=== Records for this exercise ===
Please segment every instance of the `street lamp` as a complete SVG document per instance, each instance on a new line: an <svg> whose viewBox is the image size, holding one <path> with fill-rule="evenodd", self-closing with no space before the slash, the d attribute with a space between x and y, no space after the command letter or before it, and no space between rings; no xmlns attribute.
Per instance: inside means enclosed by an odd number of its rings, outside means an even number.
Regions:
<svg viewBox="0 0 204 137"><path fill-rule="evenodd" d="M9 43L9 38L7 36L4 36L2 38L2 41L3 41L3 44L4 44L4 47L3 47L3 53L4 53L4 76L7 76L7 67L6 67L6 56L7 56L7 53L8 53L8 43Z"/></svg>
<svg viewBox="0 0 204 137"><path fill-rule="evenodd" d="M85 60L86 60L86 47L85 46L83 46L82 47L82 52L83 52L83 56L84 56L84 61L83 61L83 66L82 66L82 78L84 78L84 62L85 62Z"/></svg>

==

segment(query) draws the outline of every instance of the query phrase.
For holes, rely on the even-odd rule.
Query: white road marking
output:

--

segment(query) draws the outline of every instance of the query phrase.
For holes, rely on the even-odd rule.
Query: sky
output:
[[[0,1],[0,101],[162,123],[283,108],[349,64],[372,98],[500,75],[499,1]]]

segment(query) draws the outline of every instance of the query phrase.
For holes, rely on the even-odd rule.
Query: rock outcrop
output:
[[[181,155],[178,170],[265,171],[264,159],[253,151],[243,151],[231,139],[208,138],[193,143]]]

=== Directions for this task ===
Only one stretch of the records above is wanted: the lines between the one holding "Please segment every" and the one holding "Per instance: inside", inclusive, reproduced exactly.

=== Exercise response ===
Please segment every instance of the `street lamp` as a complete SVG document per instance, each instance on a new line: an <svg> whose viewBox is the image size, holding one <path> with fill-rule="evenodd", self-closing with no space before the slash, the d attribute with a space between x and y, no space after the command letter or before it, and no space between rings; no xmlns attribute.
Per instance: inside means enclosed by an odd number of its rings, outside means an even number.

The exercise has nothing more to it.